-- START Records for the task --

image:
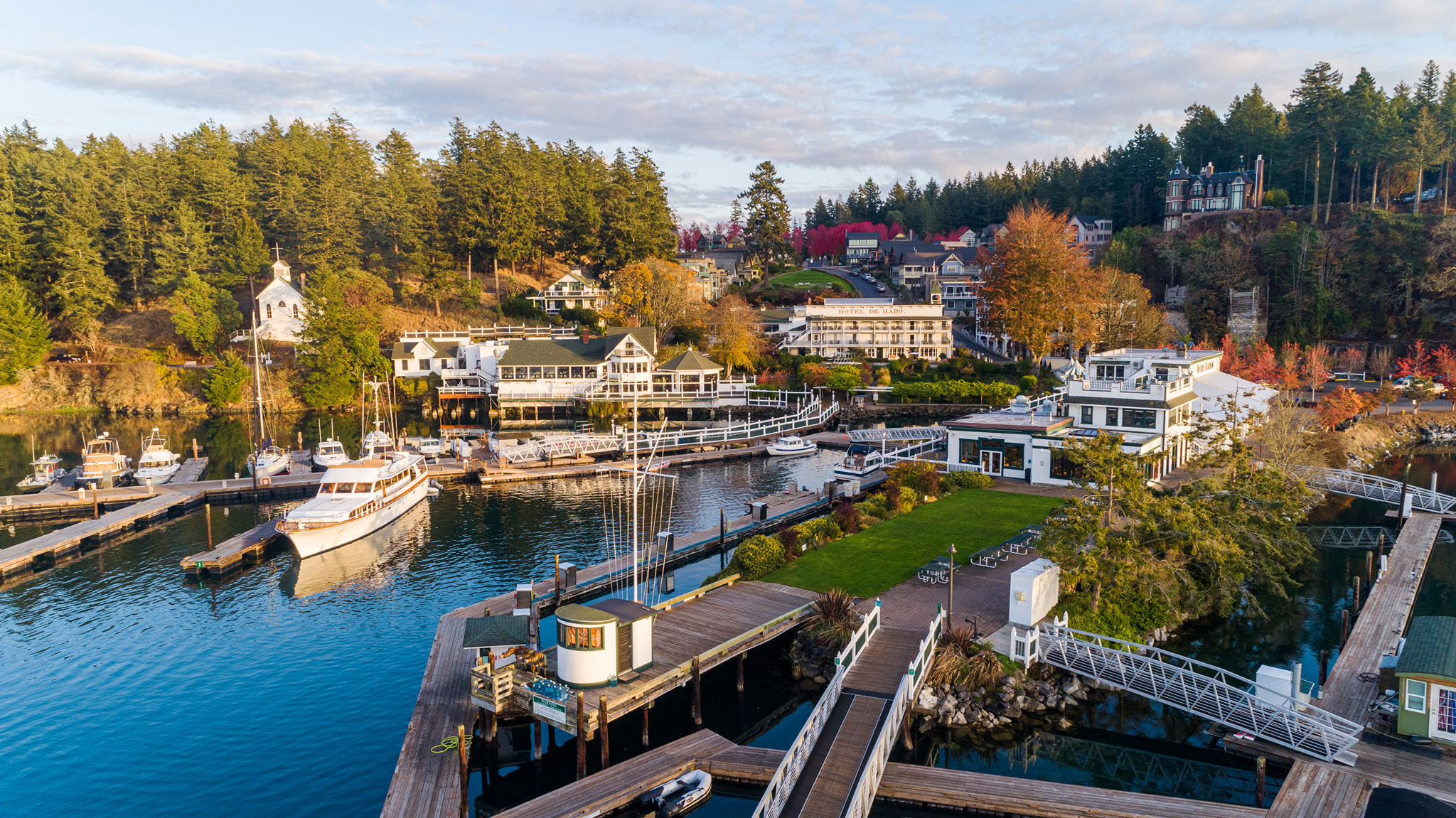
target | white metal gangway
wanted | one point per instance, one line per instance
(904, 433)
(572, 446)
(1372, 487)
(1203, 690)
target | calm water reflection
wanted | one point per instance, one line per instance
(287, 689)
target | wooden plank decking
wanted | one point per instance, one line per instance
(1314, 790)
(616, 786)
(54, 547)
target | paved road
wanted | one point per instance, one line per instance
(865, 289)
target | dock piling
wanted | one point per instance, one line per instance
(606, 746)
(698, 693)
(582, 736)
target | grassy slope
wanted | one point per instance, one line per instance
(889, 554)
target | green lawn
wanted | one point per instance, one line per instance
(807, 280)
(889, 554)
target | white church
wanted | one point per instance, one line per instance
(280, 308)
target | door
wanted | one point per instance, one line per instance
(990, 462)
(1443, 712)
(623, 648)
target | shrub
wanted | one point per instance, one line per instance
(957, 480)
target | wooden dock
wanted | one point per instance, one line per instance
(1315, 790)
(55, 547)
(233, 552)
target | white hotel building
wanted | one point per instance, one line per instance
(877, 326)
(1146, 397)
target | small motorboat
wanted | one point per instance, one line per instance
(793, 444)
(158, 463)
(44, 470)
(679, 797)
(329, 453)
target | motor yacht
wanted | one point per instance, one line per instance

-- END Records for the task --
-- START Records for the task --

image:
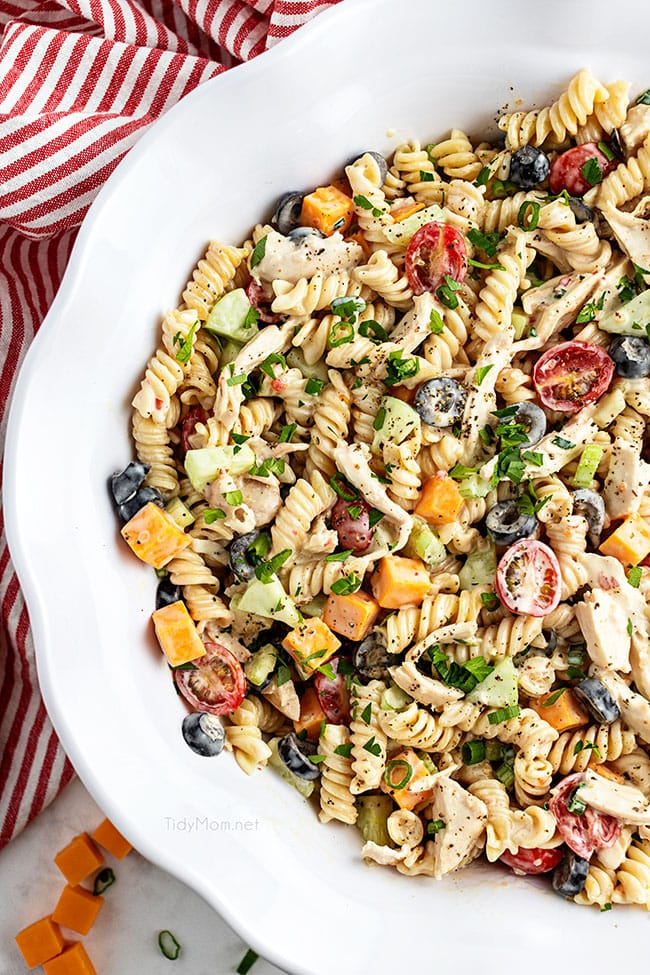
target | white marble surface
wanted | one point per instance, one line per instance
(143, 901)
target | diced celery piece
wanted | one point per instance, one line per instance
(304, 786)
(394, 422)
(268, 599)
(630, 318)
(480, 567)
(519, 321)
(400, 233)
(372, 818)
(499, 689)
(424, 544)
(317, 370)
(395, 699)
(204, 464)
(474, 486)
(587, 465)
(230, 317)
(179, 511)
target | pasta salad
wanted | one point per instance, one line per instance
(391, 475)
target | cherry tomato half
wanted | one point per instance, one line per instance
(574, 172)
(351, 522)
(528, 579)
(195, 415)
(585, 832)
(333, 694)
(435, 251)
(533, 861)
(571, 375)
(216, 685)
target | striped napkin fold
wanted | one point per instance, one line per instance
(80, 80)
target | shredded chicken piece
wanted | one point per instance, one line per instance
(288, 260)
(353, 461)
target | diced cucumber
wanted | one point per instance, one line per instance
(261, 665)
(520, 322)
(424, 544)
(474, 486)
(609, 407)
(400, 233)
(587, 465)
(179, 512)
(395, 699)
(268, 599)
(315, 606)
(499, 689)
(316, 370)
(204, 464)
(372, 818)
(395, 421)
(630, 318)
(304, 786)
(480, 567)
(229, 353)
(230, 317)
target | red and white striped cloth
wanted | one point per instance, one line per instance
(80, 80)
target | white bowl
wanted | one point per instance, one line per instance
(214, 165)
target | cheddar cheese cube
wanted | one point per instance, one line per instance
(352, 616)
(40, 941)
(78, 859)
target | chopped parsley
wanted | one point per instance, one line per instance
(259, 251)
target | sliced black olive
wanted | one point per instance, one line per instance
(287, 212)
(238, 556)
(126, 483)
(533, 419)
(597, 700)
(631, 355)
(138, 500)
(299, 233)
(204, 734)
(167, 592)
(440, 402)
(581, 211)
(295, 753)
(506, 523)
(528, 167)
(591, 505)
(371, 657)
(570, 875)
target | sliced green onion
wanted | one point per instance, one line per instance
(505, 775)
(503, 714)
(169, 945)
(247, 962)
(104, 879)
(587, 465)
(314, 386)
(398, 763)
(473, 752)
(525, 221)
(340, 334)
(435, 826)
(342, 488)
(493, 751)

-- END Records for the task --
-- START Records for the task --

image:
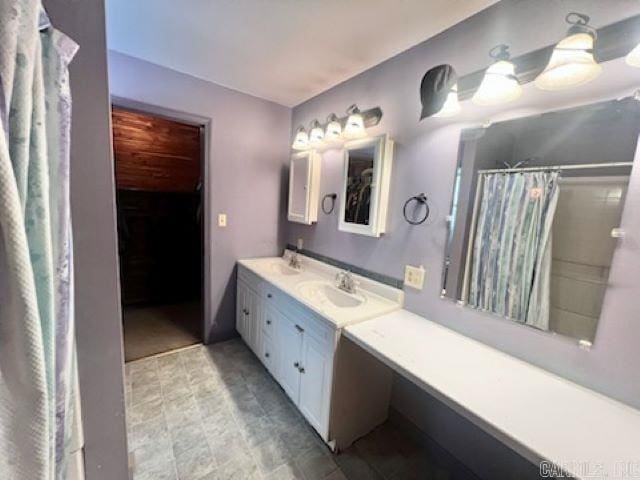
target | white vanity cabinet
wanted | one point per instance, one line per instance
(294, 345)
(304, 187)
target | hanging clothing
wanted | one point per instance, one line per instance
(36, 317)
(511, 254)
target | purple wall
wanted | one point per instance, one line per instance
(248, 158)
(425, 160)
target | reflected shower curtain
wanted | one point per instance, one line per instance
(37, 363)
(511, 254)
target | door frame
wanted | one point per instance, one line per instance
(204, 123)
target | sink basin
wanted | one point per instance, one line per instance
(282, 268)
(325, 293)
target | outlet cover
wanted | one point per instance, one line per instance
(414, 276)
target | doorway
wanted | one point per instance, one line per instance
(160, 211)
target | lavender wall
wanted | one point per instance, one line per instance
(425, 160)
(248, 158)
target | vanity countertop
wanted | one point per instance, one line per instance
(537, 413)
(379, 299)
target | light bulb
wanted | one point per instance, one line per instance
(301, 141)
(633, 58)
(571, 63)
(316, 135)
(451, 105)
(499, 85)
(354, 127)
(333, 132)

-- END Records for the task --

• _Requirement_
Copy out the records from the line with "target | paved road" to the line with "(1146, 397)", both ends included, and shift each point coordinate in them by adding 31. Leave every other line as it is.

• _The output_
target | paved road
wanted | one point per instance, one line per instance
(896, 320)
target | dock piling
wanted | one point per instance, one line per instance
(637, 777)
(729, 724)
(613, 767)
target | grassy slope
wanted | one point per instance, one line per instance
(920, 585)
target | green lawn
wanted | one point per instance, one line per instance
(838, 311)
(920, 585)
target | white church
wanted | one point per instance, one line per instance
(311, 339)
target | door
wanted | one point per instance, one line per instance
(1021, 493)
(1474, 743)
(654, 679)
target | shrub
wanted | one point per instance, one line per instance
(988, 511)
target | wooden dock
wanted | one point per instance, one line per instance
(1346, 821)
(86, 578)
(264, 583)
target | white hotel building
wanted | one point per instance, one line per instance
(908, 357)
(1177, 428)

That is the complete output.